### TEXTAUSZUG

● ● ● ●

Von Herbert Stertz 06.08.2011, 04:32

Wieder ist Sommer- und Ferienzeit. Da gehen die Gedanken der älteren Havelberger zurück in die Jahre, in denen sie als Wassersportler dem Oldtimer auf der Havel begegneten oder sich von ihm nach Ferchesar schleppen ließen. Auch so manche Landratte erinnert sich an eine der legendären Fahrten mit dem Dampfer "Dora" nach Garz oder nach Rathenow, wo er eigentlich beheimatet war. Meist aber konnte man ihn am Anleger in Havelberg bewundern.

Nun kam Dampfer "Dora" erneut ins Gespräch, besteht doch die Aussicht darauf, dass er nach seinem trockenen Veteranendomizil in Premnitz wieder auf Fahrt gehen könnte.

Als ich die entsprechende Reportage in der "Märkischen Allgemeinen" in die Hände bekam, erwachte mein Wassersportlerherz und ich holte meinen Beitrag über die "Dora" aus meinem Band "Havelschifffahrt unter Dampf" wieder hervor in der Absicht, das Thema neu aufzugreifen.

Der Fahrgastschiffer Wilhelm Fahlenberg

Am Havelufer in Premnitz ganz in der Nähe moderner Wohnblöcke, die seit etlichen Jahren das Stadtbild im Süden bestimmen, steht die "Dora" neben einem ehemaligen Wohnschiff, zwischen Weiden und Schilf aufgebockt, gleich neben dem winzigen Bootshafen der Premnitzer Anglersparte. Als Schiff hat sie ausgedient, sie "liegt" nicht mehr, sie "steht" auf Land, und zwar unwiderruflich, das Havelwasser wird ihre Bordwände nicht mehr umplätschern. Auch hat man ihr das Zeichen ihrer Würde, den Schornstein mit Ring, geraubt, und statt seiner ragt an ganz unkonventioneller Stelle ein langes Ofenrohr aus dem Verdeck hervor, durch zwei Ketten gesichert, damit nicht eine kesse Bö den zu allem Ärger noch unsymmetrisch aufgesetzten Fremdkörper in irrer Wut wieder herunterreißt. Man sieht, dass sich junge Leute darum bemüht hatten, sie in eine Gaststätte zu verwandeln.

Das war also einmal die so beliebte "Dora"!

Als ich erfuhr, dass Wilhelm Fahlenberg, der langjährige Besitzer und Käpt\'n des Dampfers, noch lebte, besorgte ich mir seine Rathenower Adresse. Seine Tochter, bereits ebenfalls rüstige Rentnerin, hat ihren Vater auf den meisten Fahrten begleitet. Vor uns auf dem Tisch lag das sorgsam gepflegte Fotoalbum, in dem wir eifrig blätterten und dem ich gleich ein Foto entnahm. Vor mir erstand in lebendigen Bildern das Leben der Fahrgastschiffer, gestützt und genährt aus eigener Anschauung, denn Dampfer "Dora" gehörte mit zum Havelbild, wenn wir als Wassersportler unterwegs waren. Grüße wurden hinübergewinkt und kamen zurück, wenn wir uns begegneten. Wenn wir Pfingsten nach Ferchesar fuhren, nahm er uns bis Hohennauen ins Schlepp und oft war er im Havelberger Hafen an der Kaimauer vertäut, wie ein weißer Schwan der einzige Schmuck des oft trostlosen Hafenreviers.

● ● ● ●

Einträge aus einem Satz von Punktannotationen:

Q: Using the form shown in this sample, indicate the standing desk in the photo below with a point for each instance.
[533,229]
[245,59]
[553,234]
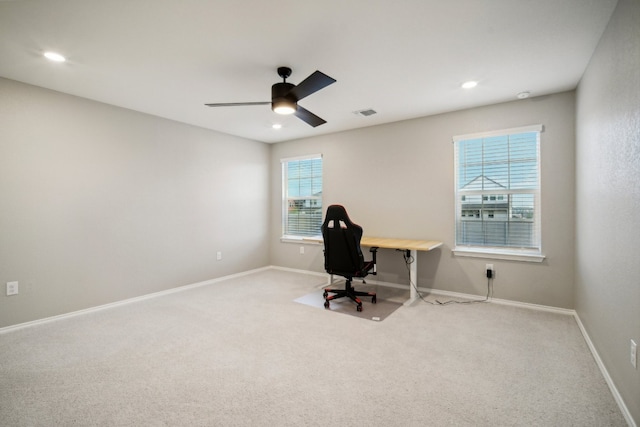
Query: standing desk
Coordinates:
[404,244]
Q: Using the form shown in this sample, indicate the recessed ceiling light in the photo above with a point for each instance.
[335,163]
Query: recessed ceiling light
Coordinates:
[53,56]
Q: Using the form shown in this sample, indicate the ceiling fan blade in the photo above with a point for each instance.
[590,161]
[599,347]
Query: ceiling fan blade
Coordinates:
[311,84]
[308,117]
[237,104]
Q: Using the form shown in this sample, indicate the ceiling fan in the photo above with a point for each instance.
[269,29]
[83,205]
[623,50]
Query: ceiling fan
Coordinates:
[285,96]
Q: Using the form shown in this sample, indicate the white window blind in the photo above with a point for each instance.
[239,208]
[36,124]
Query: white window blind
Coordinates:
[302,196]
[497,186]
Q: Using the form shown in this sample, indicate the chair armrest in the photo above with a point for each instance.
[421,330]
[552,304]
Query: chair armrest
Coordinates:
[374,252]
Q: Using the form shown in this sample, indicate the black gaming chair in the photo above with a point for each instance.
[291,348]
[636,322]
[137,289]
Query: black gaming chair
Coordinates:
[343,256]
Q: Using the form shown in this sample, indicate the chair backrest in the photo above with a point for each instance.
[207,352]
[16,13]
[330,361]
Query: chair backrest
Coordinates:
[342,252]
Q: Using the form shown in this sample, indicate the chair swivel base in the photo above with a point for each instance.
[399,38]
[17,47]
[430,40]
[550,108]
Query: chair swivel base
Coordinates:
[348,292]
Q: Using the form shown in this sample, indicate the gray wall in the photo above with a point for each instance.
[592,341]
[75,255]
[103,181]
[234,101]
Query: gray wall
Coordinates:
[396,180]
[608,199]
[99,204]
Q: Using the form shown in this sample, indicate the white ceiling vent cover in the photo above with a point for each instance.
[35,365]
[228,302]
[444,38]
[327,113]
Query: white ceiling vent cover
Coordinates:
[366,113]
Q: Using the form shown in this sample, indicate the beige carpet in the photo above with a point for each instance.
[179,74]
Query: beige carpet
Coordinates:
[242,353]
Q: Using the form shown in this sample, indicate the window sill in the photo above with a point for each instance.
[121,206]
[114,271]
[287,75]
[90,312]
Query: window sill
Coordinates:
[304,240]
[498,254]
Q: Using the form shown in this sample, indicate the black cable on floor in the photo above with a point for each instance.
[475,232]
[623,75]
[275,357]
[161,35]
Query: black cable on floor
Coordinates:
[408,259]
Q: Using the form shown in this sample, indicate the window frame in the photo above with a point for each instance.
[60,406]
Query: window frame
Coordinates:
[515,253]
[286,200]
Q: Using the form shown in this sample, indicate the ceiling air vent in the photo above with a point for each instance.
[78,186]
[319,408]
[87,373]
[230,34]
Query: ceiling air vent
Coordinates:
[366,113]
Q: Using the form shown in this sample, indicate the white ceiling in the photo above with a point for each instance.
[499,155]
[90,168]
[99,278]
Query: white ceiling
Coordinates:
[402,58]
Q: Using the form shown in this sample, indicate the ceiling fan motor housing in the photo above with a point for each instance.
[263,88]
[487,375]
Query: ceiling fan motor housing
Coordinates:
[280,95]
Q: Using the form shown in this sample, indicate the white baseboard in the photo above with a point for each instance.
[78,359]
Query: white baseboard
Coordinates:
[12,328]
[594,352]
[605,374]
[558,310]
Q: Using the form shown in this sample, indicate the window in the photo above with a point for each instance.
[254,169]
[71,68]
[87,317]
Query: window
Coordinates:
[302,196]
[497,184]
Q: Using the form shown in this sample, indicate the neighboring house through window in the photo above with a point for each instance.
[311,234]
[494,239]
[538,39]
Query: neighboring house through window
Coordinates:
[497,185]
[302,196]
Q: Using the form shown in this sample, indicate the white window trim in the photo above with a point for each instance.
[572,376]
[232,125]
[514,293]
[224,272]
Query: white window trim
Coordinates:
[509,254]
[288,238]
[499,253]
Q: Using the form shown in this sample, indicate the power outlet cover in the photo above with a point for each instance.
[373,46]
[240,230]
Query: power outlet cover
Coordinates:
[12,288]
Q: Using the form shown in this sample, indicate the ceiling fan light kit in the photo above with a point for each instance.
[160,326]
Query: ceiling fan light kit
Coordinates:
[285,96]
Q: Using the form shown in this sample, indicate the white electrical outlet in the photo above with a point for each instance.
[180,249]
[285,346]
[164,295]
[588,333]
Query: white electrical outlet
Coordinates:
[12,288]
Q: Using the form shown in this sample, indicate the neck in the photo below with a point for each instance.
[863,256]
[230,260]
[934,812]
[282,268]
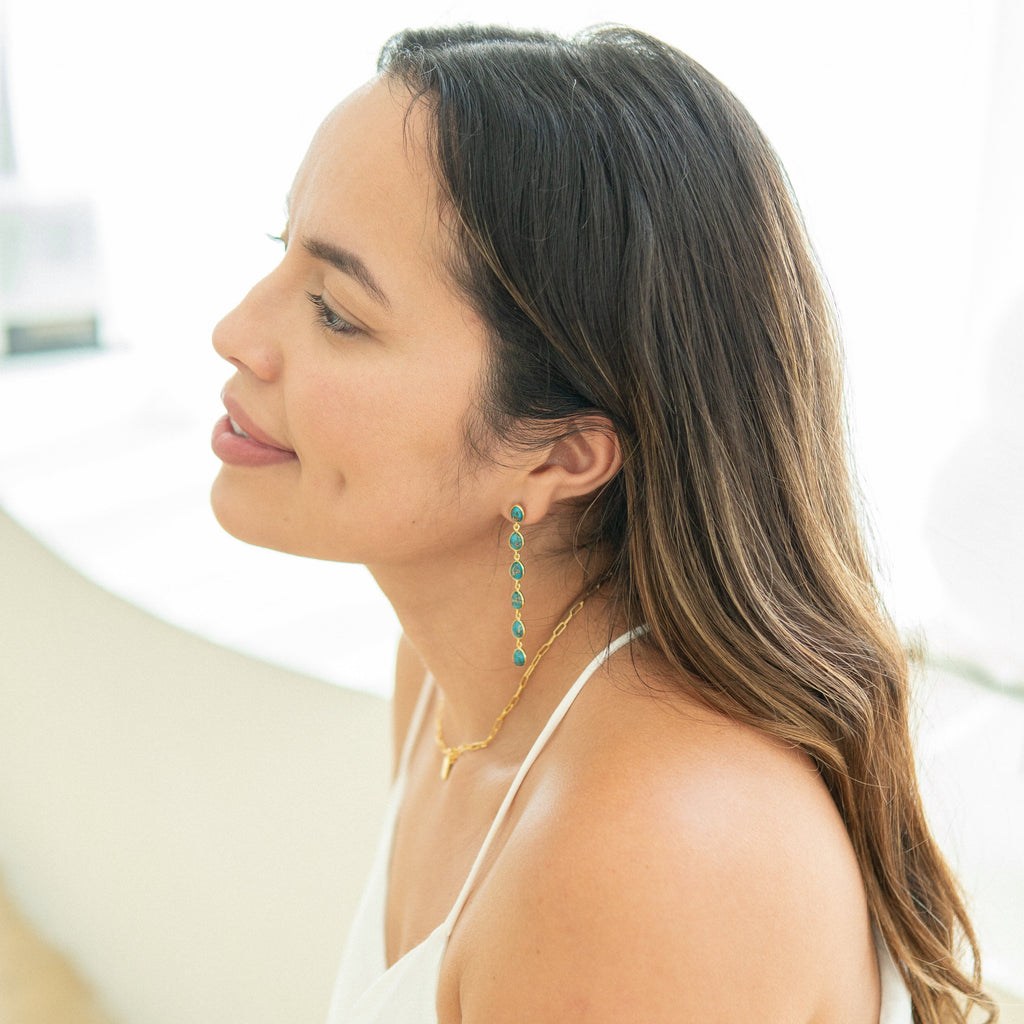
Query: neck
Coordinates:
[463,632]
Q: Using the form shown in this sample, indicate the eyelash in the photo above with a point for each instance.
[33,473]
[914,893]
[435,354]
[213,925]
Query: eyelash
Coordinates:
[328,318]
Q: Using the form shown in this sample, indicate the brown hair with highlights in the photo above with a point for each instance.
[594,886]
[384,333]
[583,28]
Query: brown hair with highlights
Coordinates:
[631,240]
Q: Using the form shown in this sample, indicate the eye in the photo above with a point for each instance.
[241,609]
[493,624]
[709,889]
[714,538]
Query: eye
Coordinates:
[329,320]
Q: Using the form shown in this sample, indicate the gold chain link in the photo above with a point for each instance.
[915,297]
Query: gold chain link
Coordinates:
[452,754]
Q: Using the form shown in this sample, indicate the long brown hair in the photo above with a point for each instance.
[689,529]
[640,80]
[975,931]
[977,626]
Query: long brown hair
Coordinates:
[632,242]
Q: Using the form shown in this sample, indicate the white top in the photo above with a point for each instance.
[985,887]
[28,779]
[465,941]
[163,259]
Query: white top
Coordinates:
[368,991]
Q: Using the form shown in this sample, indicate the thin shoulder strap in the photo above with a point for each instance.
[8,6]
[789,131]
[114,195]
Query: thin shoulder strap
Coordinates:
[535,752]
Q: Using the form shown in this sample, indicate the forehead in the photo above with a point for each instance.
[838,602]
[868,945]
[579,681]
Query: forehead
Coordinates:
[367,182]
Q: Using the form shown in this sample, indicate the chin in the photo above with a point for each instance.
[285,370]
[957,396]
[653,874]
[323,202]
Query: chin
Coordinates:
[241,517]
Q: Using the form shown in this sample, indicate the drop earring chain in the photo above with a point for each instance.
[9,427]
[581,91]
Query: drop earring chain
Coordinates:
[452,754]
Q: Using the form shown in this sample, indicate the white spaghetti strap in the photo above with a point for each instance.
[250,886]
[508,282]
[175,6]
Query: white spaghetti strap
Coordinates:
[535,752]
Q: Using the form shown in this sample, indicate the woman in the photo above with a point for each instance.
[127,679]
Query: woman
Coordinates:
[548,352]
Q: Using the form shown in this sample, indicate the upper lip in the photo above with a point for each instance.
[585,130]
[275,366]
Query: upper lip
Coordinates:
[236,412]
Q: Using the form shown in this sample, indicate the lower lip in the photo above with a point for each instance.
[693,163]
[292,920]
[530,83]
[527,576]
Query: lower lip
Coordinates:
[239,451]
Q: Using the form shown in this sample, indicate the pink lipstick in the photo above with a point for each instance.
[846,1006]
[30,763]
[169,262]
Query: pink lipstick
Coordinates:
[238,441]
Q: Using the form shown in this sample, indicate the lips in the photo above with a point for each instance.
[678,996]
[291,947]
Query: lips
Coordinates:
[239,441]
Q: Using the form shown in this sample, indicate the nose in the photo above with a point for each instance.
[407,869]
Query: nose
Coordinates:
[246,337]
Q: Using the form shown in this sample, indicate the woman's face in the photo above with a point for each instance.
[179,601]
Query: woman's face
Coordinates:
[356,365]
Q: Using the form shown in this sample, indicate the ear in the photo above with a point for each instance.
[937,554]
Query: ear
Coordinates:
[573,467]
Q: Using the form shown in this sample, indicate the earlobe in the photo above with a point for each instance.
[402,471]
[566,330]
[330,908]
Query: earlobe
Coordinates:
[574,466]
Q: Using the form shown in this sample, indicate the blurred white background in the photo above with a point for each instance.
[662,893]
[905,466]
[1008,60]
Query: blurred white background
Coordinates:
[899,121]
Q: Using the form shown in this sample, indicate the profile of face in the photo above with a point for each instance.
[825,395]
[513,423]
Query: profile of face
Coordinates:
[356,361]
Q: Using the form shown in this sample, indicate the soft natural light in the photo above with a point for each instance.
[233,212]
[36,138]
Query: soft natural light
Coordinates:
[896,122]
[169,135]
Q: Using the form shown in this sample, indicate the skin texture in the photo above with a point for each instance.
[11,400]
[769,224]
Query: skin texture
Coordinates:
[662,863]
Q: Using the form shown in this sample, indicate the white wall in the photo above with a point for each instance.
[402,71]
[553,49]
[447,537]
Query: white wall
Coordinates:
[900,122]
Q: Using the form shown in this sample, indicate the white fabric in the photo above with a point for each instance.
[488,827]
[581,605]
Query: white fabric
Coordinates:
[368,991]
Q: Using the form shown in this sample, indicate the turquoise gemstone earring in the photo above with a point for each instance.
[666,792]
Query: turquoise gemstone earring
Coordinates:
[516,570]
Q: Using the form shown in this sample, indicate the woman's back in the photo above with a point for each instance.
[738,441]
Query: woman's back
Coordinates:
[719,885]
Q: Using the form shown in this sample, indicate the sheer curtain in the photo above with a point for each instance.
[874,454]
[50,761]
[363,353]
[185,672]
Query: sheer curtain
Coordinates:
[900,123]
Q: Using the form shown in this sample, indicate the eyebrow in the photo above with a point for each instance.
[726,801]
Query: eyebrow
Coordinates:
[347,262]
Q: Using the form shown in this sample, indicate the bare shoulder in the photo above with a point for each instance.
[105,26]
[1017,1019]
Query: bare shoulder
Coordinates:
[673,865]
[409,676]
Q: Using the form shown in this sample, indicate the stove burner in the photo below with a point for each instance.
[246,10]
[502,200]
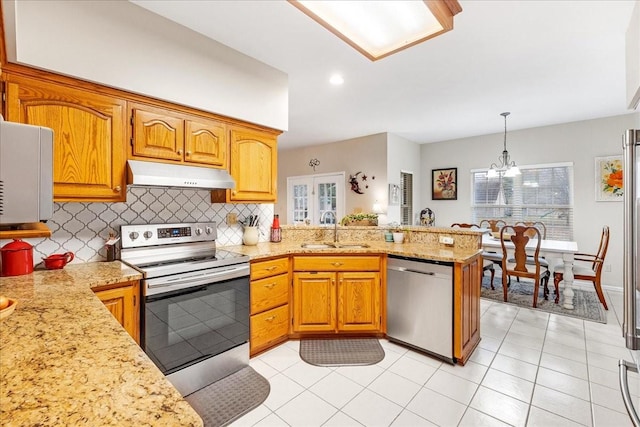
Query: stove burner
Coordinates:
[177,261]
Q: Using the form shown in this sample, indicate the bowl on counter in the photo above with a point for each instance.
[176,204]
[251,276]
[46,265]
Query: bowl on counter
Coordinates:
[496,235]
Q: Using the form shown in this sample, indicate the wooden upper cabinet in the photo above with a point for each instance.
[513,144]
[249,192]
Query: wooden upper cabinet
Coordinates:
[205,142]
[253,166]
[157,134]
[162,134]
[89,131]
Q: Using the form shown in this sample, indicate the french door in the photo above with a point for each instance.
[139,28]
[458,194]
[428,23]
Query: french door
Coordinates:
[310,196]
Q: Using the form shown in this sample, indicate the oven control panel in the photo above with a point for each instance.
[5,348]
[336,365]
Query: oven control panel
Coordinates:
[135,236]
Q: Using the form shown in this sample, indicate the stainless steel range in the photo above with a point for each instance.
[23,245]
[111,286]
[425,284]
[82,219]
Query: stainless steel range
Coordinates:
[194,322]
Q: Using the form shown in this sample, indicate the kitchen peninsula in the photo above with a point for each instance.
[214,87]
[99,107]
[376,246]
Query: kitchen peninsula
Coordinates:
[64,359]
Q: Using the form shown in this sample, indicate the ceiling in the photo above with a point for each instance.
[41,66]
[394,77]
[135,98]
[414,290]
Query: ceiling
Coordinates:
[546,62]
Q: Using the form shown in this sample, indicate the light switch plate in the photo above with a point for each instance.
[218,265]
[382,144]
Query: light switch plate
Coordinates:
[232,218]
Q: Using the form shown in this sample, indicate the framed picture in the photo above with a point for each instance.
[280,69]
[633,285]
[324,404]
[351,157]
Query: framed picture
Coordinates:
[609,179]
[444,184]
[394,194]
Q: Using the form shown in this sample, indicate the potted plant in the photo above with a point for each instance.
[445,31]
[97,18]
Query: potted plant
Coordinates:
[362,219]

● ● ● ●

### IHRE AUFGABEN
1. Stimmen die folgenden Aussagen mit dem Textauszug überein? Antworten Sie jeweils mit Ja oder Nein und zitieren Sie die entscheidende Stelle wörtlich.
(a) Der Dampfer "Dora" war eigentlich in Rathenow beheimatet.
(b) Die "Dora" trägt noch immer ihren Schornstein mit Ring.
(c) Die Tochter von Wilhelm Fahlenberg begleitete ihren Vater auf den meisten Fahrten.
2. Nennen Sie bitte alle Ortschaften, die im Textauszug vorkommen, ohne Gewässer.

### LÖSUNGEN
1.
(a) Ja: "nach Rathenow, wo er eigentlich beheimatet war"
(b) Nein: "Auch hat man ihr das Zeichen ihrer Würde, den Schornstein mit Ring, geraubt"
(c) Ja: "Seine Tochter, bereits ebenfalls rüstige Rentnerin, hat ihren Vater auf den meisten Fahrten begleitet."

2. Havelberg, Ferchesar, Garz, Rathenow, Premnitz, Hohennauen